Stated task:
According to the chess puzzle text below, how many moves does the posted answer give for each side in the longest possible game?

Extract provided:
## start

# The Longest Chess Game

In honour of Stockfish and Leela Chess Zero just finishing the longest game in TCEC history at the Superfinal of the Top Chess Engines Championship Season 14, here's a simple problem related to chess rules:

Assuming the players co-operate, how many moves does the longest theoretically possible chess game have?

For the purpose of this puzzle, we'll want to make the usual draw rules non-optional, so that the game automatically ends in a draw, if

• There's a threefold repetition of a situation,
• There have been no captures and no pawn moves in the previous 50 moves by both sides, or
• There is insufficient material to checkmate on the board:
• Just the two kings
• The kings with one knight
• The kings with one bishop
• A king and bishop against a king and a bishop on a same coloured square

Other usual chess rules obviously also apply.

It's not necessary to post an actual game record of the longest possible game, it's enough to give just the move count along with a detailed explanation of how it is achievable.

5899 moves for white, 5898 moves for black.

Explanation:

As I understand it, the 50 move rule means that if the players do 50 moves each without a capture/pawn-move, the game is drawn. In chess it is apparently customary to only count the number of moves by one player (e.g. a 32-move game means white played 32 moves, black 31 or 32 moves), but in the rest of this answer I will count moves of both players added together.

## end

Given information:
## start

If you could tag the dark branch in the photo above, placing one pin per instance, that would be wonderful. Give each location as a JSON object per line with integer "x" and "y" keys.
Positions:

## end

Solution for this problem:
5899 moves for white and 5898 moves for black.